§ **Entries from a point annotation set**
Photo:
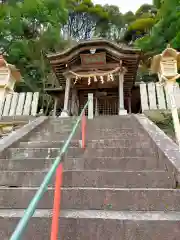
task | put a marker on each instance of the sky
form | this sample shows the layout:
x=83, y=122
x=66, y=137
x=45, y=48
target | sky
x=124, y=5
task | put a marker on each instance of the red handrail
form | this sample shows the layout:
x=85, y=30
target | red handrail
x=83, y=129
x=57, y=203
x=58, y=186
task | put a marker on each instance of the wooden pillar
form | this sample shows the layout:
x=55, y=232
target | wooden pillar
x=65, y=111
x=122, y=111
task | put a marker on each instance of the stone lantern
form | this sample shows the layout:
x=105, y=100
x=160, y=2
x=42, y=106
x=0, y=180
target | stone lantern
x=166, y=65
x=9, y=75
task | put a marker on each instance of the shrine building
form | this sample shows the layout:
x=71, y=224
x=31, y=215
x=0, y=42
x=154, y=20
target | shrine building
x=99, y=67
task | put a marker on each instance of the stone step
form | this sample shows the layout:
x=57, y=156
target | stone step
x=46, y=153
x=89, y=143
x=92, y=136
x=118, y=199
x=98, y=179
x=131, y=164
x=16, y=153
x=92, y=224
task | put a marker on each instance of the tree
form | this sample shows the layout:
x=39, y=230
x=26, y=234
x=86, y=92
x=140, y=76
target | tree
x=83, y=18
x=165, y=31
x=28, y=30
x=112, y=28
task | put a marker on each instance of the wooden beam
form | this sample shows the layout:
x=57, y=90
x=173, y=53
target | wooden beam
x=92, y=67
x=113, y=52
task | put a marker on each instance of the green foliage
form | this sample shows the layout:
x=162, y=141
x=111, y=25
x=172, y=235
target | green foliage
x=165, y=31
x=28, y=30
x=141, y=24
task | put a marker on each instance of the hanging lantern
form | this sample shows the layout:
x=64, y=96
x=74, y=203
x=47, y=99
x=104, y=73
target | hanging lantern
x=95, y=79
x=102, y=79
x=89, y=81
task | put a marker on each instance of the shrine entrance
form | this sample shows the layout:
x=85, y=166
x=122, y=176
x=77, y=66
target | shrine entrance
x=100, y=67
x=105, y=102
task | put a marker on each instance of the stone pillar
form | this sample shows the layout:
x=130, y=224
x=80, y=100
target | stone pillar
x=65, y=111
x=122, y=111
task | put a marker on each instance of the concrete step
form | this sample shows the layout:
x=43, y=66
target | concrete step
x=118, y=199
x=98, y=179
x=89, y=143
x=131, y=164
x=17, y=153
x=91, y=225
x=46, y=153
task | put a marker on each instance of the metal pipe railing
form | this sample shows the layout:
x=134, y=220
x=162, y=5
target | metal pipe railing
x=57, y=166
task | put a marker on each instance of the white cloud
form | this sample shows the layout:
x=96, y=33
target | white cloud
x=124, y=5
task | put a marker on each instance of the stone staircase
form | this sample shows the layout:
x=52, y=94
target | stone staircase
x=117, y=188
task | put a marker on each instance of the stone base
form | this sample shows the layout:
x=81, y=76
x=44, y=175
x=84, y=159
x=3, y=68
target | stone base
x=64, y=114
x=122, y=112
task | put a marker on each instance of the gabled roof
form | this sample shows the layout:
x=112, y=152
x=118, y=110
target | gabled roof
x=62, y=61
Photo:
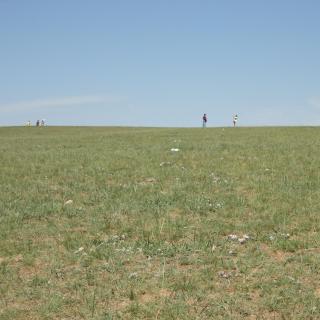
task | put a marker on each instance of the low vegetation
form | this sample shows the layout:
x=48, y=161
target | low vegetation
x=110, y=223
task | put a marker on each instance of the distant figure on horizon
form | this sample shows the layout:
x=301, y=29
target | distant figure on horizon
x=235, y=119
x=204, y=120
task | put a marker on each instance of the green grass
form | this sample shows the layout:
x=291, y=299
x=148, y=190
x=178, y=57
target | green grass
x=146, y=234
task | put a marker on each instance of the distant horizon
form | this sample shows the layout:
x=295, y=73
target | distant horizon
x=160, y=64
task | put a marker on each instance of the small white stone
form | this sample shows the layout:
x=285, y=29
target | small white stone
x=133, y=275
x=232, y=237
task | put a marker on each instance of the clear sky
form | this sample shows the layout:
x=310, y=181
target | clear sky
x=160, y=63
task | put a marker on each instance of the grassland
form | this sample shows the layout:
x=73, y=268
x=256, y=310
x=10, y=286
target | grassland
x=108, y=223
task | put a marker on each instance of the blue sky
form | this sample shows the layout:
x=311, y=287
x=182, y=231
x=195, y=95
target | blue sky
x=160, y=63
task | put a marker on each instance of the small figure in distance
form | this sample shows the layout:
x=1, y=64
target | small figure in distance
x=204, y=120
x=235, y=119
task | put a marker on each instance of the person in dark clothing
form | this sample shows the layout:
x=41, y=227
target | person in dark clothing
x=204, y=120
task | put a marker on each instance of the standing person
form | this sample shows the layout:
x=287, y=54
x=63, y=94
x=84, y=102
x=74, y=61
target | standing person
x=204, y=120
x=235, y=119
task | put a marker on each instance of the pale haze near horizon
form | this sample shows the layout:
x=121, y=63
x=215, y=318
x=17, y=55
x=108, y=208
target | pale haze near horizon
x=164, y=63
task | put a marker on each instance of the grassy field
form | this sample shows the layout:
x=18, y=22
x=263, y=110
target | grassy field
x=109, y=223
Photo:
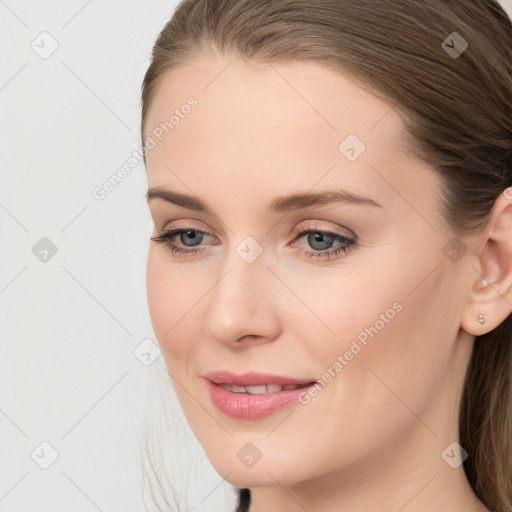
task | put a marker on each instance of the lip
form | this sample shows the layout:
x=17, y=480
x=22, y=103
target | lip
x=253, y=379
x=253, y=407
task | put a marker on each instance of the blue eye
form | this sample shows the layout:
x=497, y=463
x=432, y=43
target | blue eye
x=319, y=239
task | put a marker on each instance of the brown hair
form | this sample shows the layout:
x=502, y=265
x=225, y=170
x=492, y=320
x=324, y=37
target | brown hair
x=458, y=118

---

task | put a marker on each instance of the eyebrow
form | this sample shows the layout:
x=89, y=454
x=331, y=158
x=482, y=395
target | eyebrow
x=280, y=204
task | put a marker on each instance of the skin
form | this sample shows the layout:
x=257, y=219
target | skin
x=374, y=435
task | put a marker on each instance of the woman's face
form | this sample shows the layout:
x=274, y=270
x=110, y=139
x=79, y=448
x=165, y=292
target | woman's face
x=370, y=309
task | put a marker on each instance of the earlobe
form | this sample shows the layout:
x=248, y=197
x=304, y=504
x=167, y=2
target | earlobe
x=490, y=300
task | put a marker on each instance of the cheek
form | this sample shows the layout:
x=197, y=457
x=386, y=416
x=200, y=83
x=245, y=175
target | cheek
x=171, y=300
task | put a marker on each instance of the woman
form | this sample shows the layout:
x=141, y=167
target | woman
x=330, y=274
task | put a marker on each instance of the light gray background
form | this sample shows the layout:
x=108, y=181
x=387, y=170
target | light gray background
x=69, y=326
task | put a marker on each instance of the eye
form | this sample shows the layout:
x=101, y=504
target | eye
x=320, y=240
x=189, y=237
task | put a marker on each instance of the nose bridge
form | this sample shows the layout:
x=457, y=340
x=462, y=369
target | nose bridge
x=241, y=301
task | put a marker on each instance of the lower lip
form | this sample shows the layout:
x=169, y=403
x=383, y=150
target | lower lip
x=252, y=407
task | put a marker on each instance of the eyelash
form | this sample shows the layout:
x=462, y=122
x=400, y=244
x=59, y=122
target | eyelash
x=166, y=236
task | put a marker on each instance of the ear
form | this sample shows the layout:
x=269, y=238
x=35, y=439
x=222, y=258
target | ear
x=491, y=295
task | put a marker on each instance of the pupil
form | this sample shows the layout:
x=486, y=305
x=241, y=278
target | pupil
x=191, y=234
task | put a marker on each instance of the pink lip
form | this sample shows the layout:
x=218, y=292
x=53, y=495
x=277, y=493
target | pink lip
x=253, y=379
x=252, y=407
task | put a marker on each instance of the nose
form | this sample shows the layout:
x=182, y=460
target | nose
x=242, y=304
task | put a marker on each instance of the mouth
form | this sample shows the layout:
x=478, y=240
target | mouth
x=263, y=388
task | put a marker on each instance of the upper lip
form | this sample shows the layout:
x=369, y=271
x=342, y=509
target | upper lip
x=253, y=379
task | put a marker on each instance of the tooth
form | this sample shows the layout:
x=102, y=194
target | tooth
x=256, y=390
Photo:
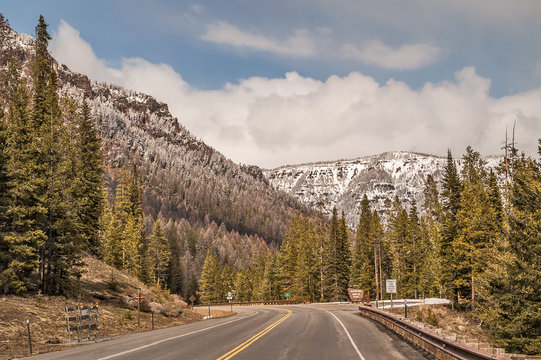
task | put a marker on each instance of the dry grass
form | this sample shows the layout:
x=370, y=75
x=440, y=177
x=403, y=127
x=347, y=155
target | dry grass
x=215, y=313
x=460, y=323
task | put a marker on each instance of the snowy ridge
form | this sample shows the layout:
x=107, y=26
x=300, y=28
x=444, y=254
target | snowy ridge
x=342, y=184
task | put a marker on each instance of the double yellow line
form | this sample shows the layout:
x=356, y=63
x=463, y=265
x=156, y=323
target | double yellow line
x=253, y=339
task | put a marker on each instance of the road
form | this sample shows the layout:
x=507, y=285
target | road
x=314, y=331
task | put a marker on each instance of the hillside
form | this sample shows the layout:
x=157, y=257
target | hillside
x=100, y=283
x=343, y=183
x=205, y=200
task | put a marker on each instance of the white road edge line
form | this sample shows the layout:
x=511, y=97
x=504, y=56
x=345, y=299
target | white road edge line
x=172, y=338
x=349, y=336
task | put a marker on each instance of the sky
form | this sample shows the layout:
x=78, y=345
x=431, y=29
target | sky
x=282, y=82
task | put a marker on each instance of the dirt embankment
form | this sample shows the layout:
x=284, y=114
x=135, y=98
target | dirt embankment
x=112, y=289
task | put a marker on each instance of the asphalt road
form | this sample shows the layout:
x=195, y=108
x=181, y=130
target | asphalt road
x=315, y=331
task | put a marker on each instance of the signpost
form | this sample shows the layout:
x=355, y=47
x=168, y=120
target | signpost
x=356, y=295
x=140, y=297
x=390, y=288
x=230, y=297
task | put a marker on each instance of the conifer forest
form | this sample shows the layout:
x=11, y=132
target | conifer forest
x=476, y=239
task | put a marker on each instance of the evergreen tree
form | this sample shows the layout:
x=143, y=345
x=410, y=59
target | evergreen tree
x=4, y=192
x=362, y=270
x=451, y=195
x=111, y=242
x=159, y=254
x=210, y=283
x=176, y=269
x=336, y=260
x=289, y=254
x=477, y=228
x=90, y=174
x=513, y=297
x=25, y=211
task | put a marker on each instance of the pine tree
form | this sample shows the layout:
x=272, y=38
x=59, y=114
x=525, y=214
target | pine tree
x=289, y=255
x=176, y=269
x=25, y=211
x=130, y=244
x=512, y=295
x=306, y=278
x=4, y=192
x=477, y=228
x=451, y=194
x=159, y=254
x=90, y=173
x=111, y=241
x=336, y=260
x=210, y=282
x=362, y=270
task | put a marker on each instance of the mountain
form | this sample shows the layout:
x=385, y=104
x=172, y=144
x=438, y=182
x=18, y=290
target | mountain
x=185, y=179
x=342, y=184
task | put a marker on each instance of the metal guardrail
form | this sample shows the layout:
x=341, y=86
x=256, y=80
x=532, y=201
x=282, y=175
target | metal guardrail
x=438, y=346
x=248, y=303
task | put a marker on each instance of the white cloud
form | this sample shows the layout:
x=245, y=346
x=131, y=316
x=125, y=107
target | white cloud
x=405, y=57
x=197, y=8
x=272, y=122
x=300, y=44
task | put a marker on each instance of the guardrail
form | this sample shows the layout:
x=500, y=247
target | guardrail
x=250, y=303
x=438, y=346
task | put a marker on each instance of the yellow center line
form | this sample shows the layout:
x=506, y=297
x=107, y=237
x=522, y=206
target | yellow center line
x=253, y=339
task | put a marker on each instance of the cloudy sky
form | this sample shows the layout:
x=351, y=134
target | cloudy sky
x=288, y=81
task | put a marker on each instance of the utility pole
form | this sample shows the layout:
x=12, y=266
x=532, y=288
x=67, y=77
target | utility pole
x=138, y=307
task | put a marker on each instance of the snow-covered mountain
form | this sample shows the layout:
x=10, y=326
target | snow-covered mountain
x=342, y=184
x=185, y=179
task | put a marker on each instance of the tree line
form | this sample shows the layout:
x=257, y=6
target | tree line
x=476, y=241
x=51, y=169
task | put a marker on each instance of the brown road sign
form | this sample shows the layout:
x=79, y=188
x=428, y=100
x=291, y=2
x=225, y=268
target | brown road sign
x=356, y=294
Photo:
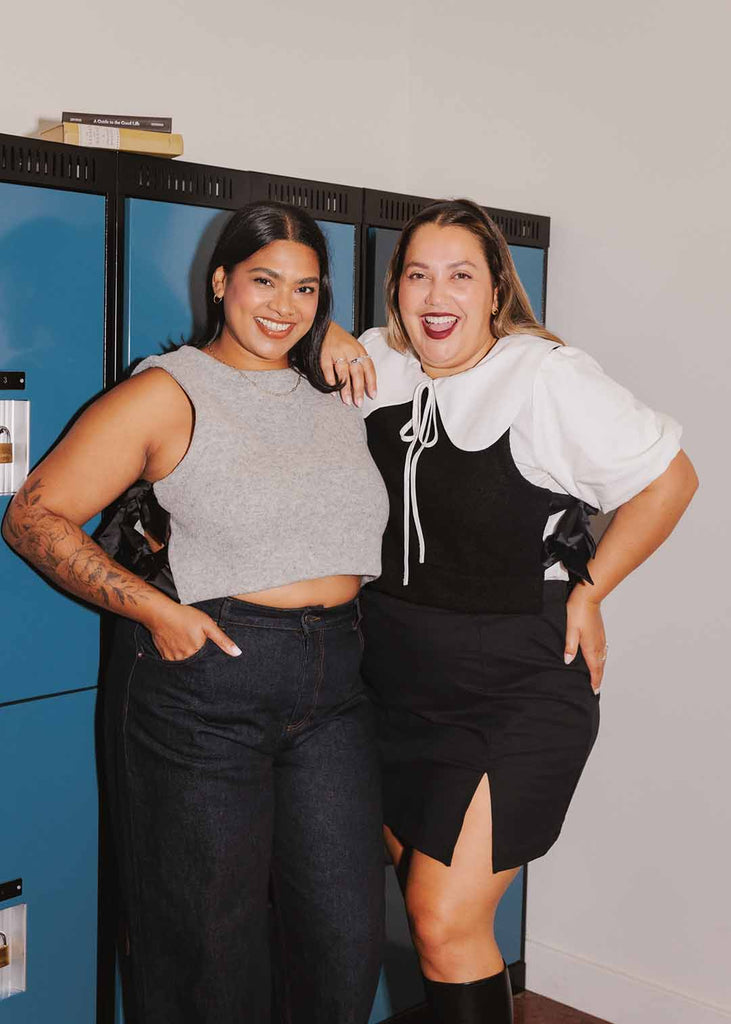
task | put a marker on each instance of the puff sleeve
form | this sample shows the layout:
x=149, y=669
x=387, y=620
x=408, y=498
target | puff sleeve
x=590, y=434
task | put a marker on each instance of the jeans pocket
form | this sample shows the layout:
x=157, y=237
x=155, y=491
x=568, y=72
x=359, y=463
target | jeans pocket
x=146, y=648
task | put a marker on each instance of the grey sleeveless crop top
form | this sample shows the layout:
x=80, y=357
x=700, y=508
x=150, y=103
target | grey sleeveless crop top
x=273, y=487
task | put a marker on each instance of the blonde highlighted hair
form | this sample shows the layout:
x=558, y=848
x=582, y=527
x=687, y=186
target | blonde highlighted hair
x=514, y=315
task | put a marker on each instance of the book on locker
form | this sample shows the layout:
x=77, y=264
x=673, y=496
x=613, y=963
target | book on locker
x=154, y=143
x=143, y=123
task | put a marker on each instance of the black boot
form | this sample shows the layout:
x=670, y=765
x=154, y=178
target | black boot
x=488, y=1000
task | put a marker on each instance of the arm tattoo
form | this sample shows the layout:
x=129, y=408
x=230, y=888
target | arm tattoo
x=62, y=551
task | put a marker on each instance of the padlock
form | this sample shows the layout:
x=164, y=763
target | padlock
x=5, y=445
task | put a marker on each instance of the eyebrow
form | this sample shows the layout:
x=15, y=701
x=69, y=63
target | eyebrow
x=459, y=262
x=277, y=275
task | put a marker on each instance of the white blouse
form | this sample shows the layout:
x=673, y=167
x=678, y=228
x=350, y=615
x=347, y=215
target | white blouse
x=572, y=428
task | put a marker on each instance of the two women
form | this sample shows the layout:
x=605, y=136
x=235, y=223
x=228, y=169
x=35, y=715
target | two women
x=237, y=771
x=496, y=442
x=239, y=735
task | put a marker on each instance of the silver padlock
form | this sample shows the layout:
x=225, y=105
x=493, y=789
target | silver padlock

§ **WORK INSTRUCTIONS**
Convert the material from the line with "the brown hair" to the line with "x=458, y=118" into a JSON list of strings, one string per line, leaving out blank lines.

§ **SOLVED PROBLEM**
[
  "task | put a marker on each instance of the brown hair",
  "form | this sample shows the layout:",
  "x=502, y=265",
  "x=225, y=170",
  "x=492, y=320",
  "x=324, y=37",
  "target | brown hair",
  "x=458, y=118"
]